— start Selected text —

Sweetgreen: Growth Prospects Likely Baked In

October 21, 2023No Comments5 Mins Read

felixmizioznikov

Salad chain Sweetgreen (NYSE:SG) has a long runway for store expansion, as well as margin expansion driven by automation and cost savings. Prospects however appear baked into stock.

Company Overview

Sweetgreen is an American fast casual restaurant chain that specializes in healthy salads and warm bowls. As of June 2023, the company operated 205 restaurants in 18 states and Washington D.C.

1H 2023 performance

  • 1H 2023 revenues rose 22% YoY to $277 million supported by 19 net new restaurant openings. Average unit volumes (AUV) increased to $2.92 million compared with $$2.881 million the prior year period.

  • Restaurant level margins increased to 20.4% during the period from 18.5% the prior year period driven by a decrease in labor costs (labor accounted for 28% of total revenues in 1H 2023 compared with 29.6% in 1H 2022).

  • Operating losses improved to $66.5 million from $92.6 million the same period last year largely driven by a 26% YoY drop in General & Administrative expenses. G&A expenses accounted for 27% of revenues in 1H 2023 compared with 44% the same period last year.

Sweetgreen 1H 2023 performance

Sweetgreen 10-Q, Q2 2023

For FY2023, management is guiding for revenues in the range of $575 million to $595 million (a 22% – 26% YoY growth rate), net new restaurant openings of 30 to 35, and restaurant level margins of 15%-17%.

— end Selected text —

**What to do**
1: Answer these from the Sweetgreen article:
(a) How many restaurants did the company operate as of June 2023?
(b) What were restaurant level margins in 1H 2023?
(c) How many net new restaurant openings does management guide for in FY2023?
2: Print everything in the Sweetgreen article from "Sweetgreen: Growth Prospects" down to "baked into stock.".

— start Stored data —

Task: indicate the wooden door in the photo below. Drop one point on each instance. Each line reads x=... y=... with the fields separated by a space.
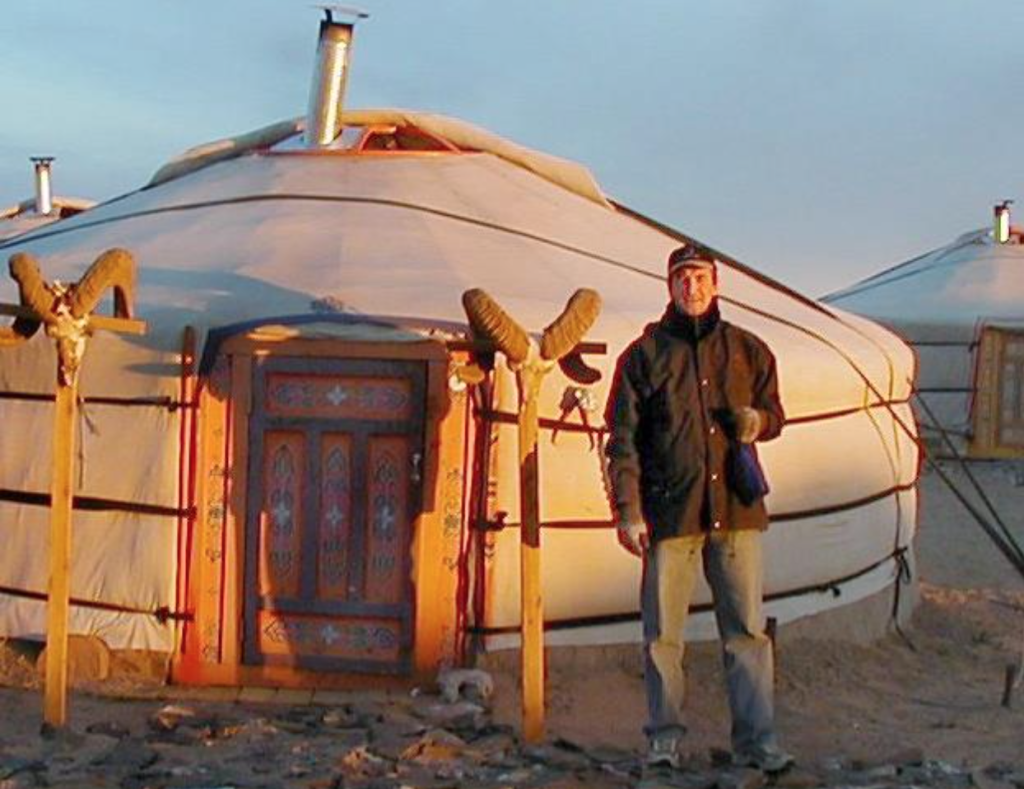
x=336 y=449
x=1010 y=411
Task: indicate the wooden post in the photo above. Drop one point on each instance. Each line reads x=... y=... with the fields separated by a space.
x=66 y=313
x=531 y=361
x=58 y=588
x=531 y=656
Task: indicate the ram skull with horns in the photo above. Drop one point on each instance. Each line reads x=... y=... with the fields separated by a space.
x=64 y=309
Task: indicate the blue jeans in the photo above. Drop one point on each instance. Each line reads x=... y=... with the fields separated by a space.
x=733 y=568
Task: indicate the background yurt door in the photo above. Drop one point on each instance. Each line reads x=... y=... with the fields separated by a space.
x=999 y=400
x=335 y=458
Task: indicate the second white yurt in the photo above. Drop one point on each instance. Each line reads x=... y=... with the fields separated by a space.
x=962 y=309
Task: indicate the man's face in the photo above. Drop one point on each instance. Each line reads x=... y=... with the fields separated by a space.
x=692 y=290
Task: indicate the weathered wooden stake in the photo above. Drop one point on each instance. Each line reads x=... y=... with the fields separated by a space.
x=58 y=589
x=65 y=310
x=531 y=657
x=530 y=363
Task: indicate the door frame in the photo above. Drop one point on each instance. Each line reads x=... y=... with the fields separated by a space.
x=212 y=652
x=260 y=422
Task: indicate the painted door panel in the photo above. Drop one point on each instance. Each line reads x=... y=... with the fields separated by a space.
x=334 y=489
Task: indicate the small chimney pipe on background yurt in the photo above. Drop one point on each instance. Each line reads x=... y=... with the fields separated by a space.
x=327 y=94
x=1000 y=228
x=44 y=191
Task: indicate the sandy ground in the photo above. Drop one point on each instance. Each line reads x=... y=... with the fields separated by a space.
x=938 y=690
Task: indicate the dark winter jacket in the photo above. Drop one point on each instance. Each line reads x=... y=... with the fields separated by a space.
x=670 y=428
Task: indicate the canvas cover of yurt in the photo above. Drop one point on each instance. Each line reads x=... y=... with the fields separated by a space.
x=286 y=479
x=962 y=309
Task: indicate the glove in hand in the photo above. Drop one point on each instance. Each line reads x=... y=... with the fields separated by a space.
x=633 y=536
x=748 y=425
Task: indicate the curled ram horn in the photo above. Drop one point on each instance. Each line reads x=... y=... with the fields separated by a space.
x=565 y=331
x=489 y=321
x=114 y=268
x=33 y=294
x=577 y=369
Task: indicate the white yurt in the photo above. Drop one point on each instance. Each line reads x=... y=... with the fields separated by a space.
x=962 y=309
x=285 y=480
x=42 y=208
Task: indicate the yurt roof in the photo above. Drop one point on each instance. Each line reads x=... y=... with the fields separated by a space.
x=399 y=217
x=970 y=279
x=22 y=217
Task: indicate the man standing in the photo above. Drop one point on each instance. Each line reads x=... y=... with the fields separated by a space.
x=687 y=393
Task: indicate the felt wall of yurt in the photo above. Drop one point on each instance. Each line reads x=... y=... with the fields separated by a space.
x=960 y=307
x=323 y=292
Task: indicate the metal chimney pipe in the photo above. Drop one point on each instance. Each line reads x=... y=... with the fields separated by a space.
x=44 y=192
x=327 y=93
x=1000 y=222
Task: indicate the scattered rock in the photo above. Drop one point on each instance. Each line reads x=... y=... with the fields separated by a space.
x=128 y=754
x=741 y=779
x=799 y=778
x=360 y=763
x=109 y=729
x=461 y=715
x=469 y=684
x=169 y=717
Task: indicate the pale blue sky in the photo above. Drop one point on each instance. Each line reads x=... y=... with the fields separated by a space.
x=818 y=140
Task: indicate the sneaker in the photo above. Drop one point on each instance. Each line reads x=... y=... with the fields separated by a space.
x=766 y=758
x=664 y=751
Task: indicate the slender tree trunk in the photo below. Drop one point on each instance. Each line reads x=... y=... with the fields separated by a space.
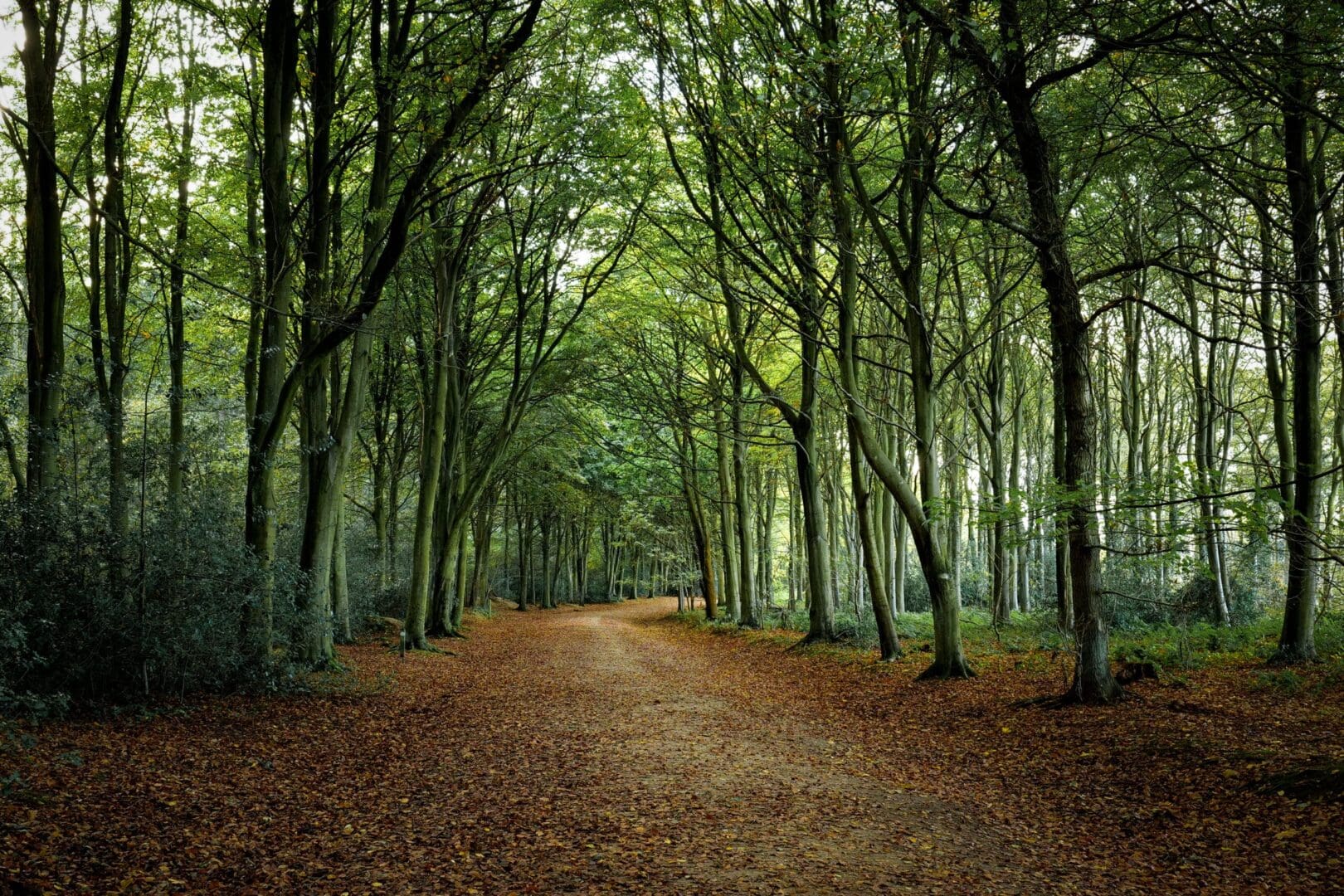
x=1298 y=640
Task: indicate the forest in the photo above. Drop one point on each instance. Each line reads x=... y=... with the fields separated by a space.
x=1001 y=343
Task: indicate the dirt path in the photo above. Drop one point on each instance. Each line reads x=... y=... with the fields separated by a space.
x=608 y=750
x=567 y=751
x=723 y=789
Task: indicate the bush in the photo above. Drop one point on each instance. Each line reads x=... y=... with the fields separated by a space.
x=173 y=625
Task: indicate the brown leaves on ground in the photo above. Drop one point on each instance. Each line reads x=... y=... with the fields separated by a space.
x=609 y=750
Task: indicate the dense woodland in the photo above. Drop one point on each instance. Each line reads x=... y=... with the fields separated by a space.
x=824 y=314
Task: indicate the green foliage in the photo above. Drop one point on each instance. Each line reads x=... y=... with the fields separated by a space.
x=171 y=626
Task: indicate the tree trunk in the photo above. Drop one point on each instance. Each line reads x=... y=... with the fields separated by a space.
x=1298 y=638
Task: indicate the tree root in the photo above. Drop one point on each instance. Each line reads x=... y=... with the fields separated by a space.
x=942 y=670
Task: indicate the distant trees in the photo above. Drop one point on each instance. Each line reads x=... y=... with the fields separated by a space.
x=746 y=301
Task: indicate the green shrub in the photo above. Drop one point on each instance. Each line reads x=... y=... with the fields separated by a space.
x=173 y=624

— end Stored data —

**Solutions to the problems**
1:
(a) 205 restaurants, in 18 states and Washington D.C.
(b) 20.4%, up from 18.5% in the prior year period.
(c) 30 to 35.

2:
Sweetgreen: Growth Prospects Likely Baked In

October 21, 2023No Comments5 Mins Read

felixmizioznikov

Salad chain Sweetgreen (NYSE:SG) has a long runway for store expansion, as well as margin expansion driven by automation and cost savings. Prospects however appear baked into stock.